Page extract

Kurt, I think terminating the chain with a cv=invalid is a good approach.
The general idea being that if there is any seal found with cv=invalid then
validation fails & we don't continue the chain.  When a good intermediary
finds an invalid chain, a seal is affixed(no need for AMS, or AAR), with
the cv=invalid value.  Im assuming we no longer require the a,b,d,s tags at
this point, as they're irrelevant.  Or do we even want to consider having a
4th type of header field(ARC-ChainInvalid?), possibly with identifying or
failure information, just so were not modifying AS too much? Are there any
security concerns with either of these approaches that need to addressed?

An open question then is what constitutes an invalid set.  I would suggest
that only the cases of duplicated or malformed/invalid i= values are
invalid sets.  Missing/incomplete sets fail, and mis-ordered sets are
handled normally.

+++1 wrt Scott's comment about 512 bit keys.  We inherit this requirement
from the DKIM spec, but imho it is not reasonable.  If this is worth
discussing, perhaps we should move it to another thread?

Regards,
=Gene

On Fri, Jan 20, 2017 at 11:23 AM, Scott Kitterman <skl...@kitterman.com>
wrote:

> On Friday, January 20, 2017 07:48:28 AM Kurt Andersen wrote:
> > On Thu, Jan 19, 2017 at 9:02 PM, Murray S. Kucherawy <
> superu...@gmail.com>
> >
> > wrote:
> > > On Thu, Jan 19, 2017 at 12:55 AM, Kurt Andersen <ku...@drkurt.com>
> wrote:
> > >> The intent of section 5.2.1 was never to deal with pathological
> cases. It
> > >> was to deal with somewhat broken MTAs that do stupid things like
> > >> reordering
> > >> headers in alphabetical order or slightly broken implementations which
> > >> might replicate headers.

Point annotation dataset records
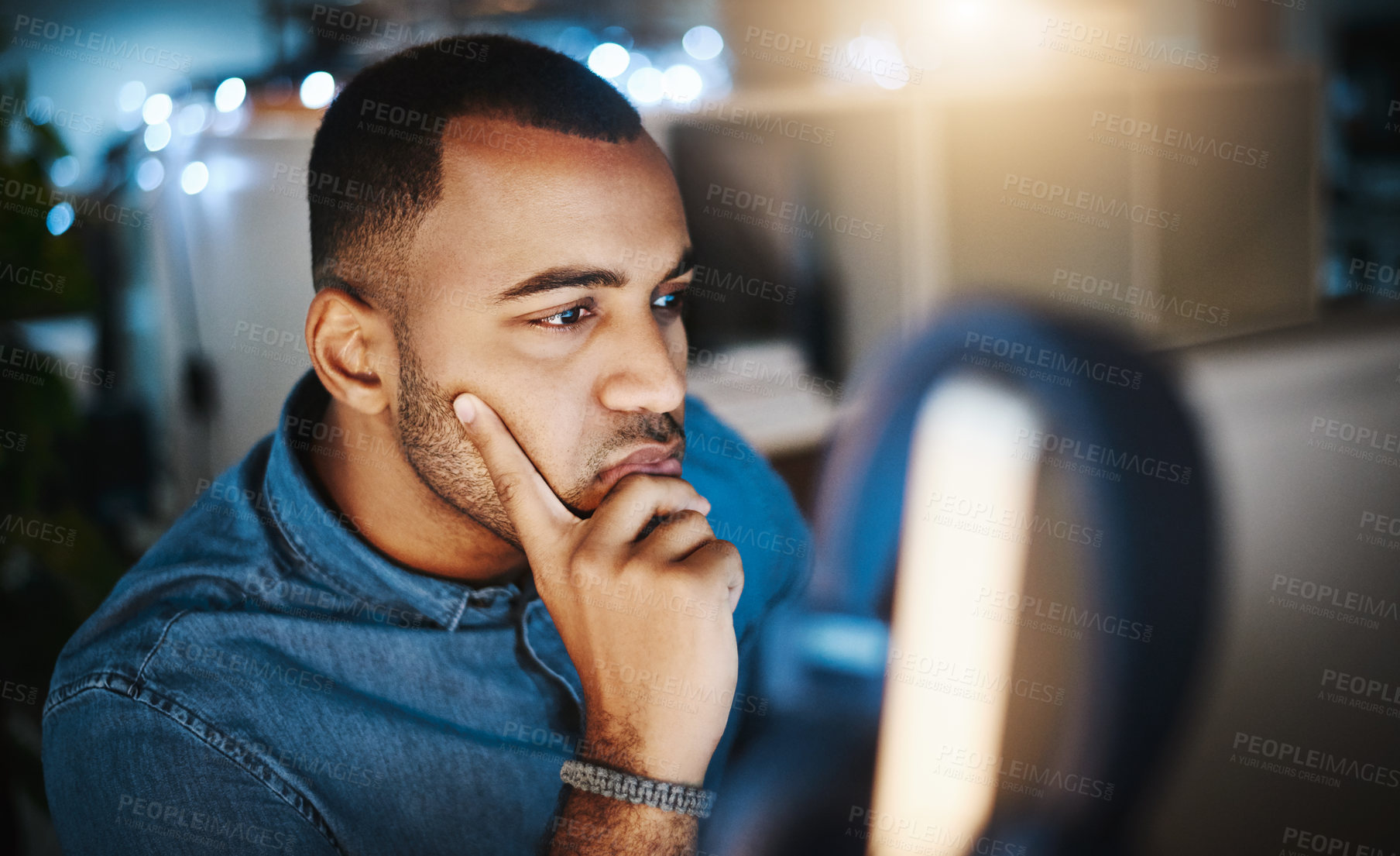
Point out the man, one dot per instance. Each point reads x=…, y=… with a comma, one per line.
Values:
x=469, y=552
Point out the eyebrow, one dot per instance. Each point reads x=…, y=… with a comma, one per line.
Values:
x=568, y=277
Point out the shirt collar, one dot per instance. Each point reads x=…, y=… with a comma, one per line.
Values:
x=329, y=542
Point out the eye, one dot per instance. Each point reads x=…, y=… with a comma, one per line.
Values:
x=564, y=318
x=674, y=301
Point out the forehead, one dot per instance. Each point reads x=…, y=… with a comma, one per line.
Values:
x=518, y=199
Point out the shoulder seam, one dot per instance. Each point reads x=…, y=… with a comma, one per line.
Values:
x=204, y=733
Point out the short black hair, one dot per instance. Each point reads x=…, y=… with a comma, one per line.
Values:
x=377, y=159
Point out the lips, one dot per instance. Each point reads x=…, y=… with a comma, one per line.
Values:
x=656, y=459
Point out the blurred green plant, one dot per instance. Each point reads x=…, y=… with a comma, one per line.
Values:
x=46, y=586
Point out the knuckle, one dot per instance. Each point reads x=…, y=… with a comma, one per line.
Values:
x=689, y=520
x=509, y=486
x=727, y=551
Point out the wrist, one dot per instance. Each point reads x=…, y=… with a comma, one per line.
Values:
x=620, y=747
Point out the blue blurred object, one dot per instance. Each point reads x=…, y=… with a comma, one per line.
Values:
x=1157, y=562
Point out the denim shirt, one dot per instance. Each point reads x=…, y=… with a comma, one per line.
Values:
x=266, y=681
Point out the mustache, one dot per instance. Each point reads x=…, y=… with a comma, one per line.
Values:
x=658, y=428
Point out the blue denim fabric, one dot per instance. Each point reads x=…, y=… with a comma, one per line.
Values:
x=266, y=681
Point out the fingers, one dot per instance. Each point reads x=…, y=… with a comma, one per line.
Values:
x=677, y=537
x=538, y=514
x=720, y=558
x=636, y=499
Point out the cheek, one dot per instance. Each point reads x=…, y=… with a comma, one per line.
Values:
x=678, y=346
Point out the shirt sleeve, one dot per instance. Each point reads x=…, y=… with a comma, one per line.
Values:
x=128, y=779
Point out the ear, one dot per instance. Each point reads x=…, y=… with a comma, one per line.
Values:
x=353, y=351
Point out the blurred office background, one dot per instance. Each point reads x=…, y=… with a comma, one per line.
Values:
x=1188, y=171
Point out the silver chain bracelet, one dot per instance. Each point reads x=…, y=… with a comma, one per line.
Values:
x=637, y=789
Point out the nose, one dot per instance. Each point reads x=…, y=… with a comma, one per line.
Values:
x=641, y=372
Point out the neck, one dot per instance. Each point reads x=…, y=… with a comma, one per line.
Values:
x=396, y=513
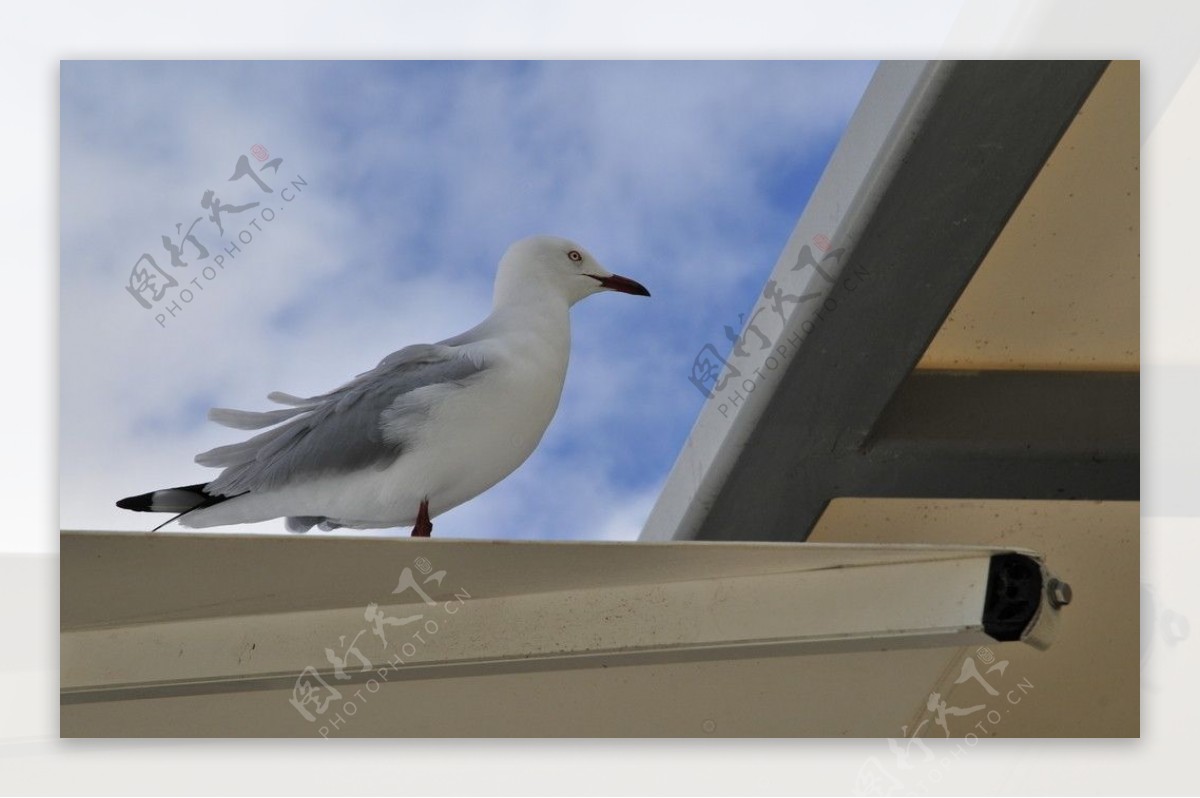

Work to complete
**A.** Edit the records from the line containing "Point out the denim" through the line containing "x=636, y=499", inclusive, changing "mustache" to "facial hair" and leaving the rest as is.
**B.** Pick up the email thread on ARC chain validation and continue it from its last line.
These records are unrelated to the email text.

Answers to each task
**A.**
Point out the denim shirt, one dot per instance. Each point reads x=…, y=… with a comma, one per line.
Values:
x=266, y=681
Point out the facial hair, one dot per instance. Each point reads x=…, y=… with a comma, one per line.
Values:
x=658, y=428
Point out the blue denim fabric, one dot per instance. Each point reads x=…, y=… with a comma, one per line.
Values:
x=266, y=681
Point out the fingers, one dot per instance. Each point reads x=…, y=… with a comma, one per line.
Values:
x=677, y=537
x=538, y=514
x=720, y=558
x=636, y=499

**B.**
> > >>
> > >> Duplication is arguably fine as long as the duplicate is identical to
> the
> > >
> > > original, but I think once you have to go so far as to evaluate that,
> the
> > > chain has actually been directly affected, and it's fine to give up.
> >
> > Gene's suggestions (omitted from this due to top posting) about creating
> a
> > new "invalid" CV tag value seems like a reasonable response to a badly
> > broken (structurally) ARC chain. Since we are _a priori_ only interested
> in
> > good chains I don't think that adding this creates any exploits for bad
> > actors since a malicious intermediary can destroy/corrupt/etc an ARC
> chain
> > any which way.
> >
> > I'm more concerned about pathologies that could be introduced in the
> quest
> > to affix an ARC set with i=(previous + 1) when the "previous" value is
> > malicious (not a number, too big a number, etc). In some sense, we almost
> > need an "end of chain, don't waste your time any further" signal.
>
> I'm not on the ARC list, so I'll pile on this thread here...
>
> I understand the minimum key size in the draft is 512 bits.  I'm not
> planning
> on releasing any software that supports key sizes less than 1024, so I
> guarantee you interoperability problems for small keys.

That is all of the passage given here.